# [YOUR ASSIGNMENT]
Each entry must be duplicated precisely, with nothing left out.

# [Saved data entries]
■ ■ ■
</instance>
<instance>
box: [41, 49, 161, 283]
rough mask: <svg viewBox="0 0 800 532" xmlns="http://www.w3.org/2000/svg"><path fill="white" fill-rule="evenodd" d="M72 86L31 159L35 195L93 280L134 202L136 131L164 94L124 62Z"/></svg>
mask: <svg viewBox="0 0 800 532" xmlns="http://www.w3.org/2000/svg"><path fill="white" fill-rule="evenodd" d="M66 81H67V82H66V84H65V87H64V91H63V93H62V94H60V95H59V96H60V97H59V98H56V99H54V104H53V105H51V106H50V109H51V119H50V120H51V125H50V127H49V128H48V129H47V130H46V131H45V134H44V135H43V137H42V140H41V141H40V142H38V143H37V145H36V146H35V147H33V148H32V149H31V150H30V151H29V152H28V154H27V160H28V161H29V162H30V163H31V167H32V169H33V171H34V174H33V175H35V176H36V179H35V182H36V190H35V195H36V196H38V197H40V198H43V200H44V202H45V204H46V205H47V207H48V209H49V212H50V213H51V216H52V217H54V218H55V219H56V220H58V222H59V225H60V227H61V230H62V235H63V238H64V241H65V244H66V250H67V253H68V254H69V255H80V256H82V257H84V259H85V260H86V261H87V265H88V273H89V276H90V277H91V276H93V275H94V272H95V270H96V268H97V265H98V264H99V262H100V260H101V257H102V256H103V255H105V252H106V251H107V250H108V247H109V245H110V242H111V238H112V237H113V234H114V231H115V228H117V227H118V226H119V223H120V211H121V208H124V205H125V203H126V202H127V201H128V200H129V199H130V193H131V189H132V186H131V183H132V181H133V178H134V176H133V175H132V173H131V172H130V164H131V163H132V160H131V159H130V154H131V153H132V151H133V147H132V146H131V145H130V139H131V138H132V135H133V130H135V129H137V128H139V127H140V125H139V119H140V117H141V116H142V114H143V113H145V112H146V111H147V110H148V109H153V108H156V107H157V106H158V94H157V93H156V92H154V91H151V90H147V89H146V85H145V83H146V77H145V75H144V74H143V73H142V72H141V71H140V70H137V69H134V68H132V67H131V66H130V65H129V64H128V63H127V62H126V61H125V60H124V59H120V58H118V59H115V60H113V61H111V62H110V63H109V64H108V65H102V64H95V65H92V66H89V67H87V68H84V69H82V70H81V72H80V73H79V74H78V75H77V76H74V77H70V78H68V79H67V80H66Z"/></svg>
■ ■ ■
# [PROBLEM SOLUTION]
</instance>
<instance>
box: [41, 49, 161, 283]
rough mask: <svg viewBox="0 0 800 532" xmlns="http://www.w3.org/2000/svg"><path fill="white" fill-rule="evenodd" d="M72 86L31 159L35 195L93 280L134 202L136 131L164 94L124 62Z"/></svg>
mask: <svg viewBox="0 0 800 532" xmlns="http://www.w3.org/2000/svg"><path fill="white" fill-rule="evenodd" d="M66 81H67V82H66V84H65V87H64V91H63V93H62V94H60V95H59V96H60V97H59V98H56V99H54V104H53V105H51V106H50V109H51V119H50V120H51V125H50V127H49V128H48V129H47V130H46V131H45V134H44V135H43V137H42V140H41V141H40V142H38V143H37V145H36V146H35V147H33V148H32V149H31V150H30V151H29V152H28V154H27V160H28V161H29V162H30V163H31V167H32V169H33V171H34V174H33V175H35V176H36V179H35V182H36V190H35V195H36V196H38V197H40V198H43V200H44V202H45V204H46V205H47V207H48V209H49V212H50V213H51V216H52V217H54V218H55V219H56V220H58V222H59V225H60V227H61V230H62V235H63V238H64V241H65V244H66V250H67V253H68V254H69V255H80V256H82V257H84V259H85V260H86V261H87V265H88V273H89V276H90V277H91V276H93V275H94V272H95V270H96V268H97V265H98V264H99V262H100V260H101V257H102V256H103V255H105V252H106V251H107V250H108V247H109V245H110V242H111V238H112V237H113V234H114V231H115V228H117V227H118V226H119V223H120V211H121V208H124V205H125V203H126V202H127V201H128V200H129V199H130V193H131V189H132V186H131V183H132V181H133V178H134V176H133V175H132V173H131V172H130V164H131V163H132V160H131V159H130V154H131V153H132V151H133V147H132V146H131V145H130V139H131V138H132V135H133V130H135V129H137V128H139V127H140V125H139V119H140V117H141V116H142V114H143V113H145V112H146V111H147V110H148V109H153V108H156V107H157V106H158V94H157V93H156V92H154V91H151V90H147V89H146V85H145V83H146V77H145V75H144V74H143V73H142V72H141V71H140V70H137V69H134V68H132V67H131V66H130V65H129V64H128V63H127V62H126V61H125V60H124V59H120V58H118V59H115V60H113V61H111V62H110V63H109V64H108V65H102V64H95V65H92V66H89V67H87V68H84V69H82V70H81V72H80V73H79V74H78V75H77V76H74V77H70V78H68V79H67V80H66Z"/></svg>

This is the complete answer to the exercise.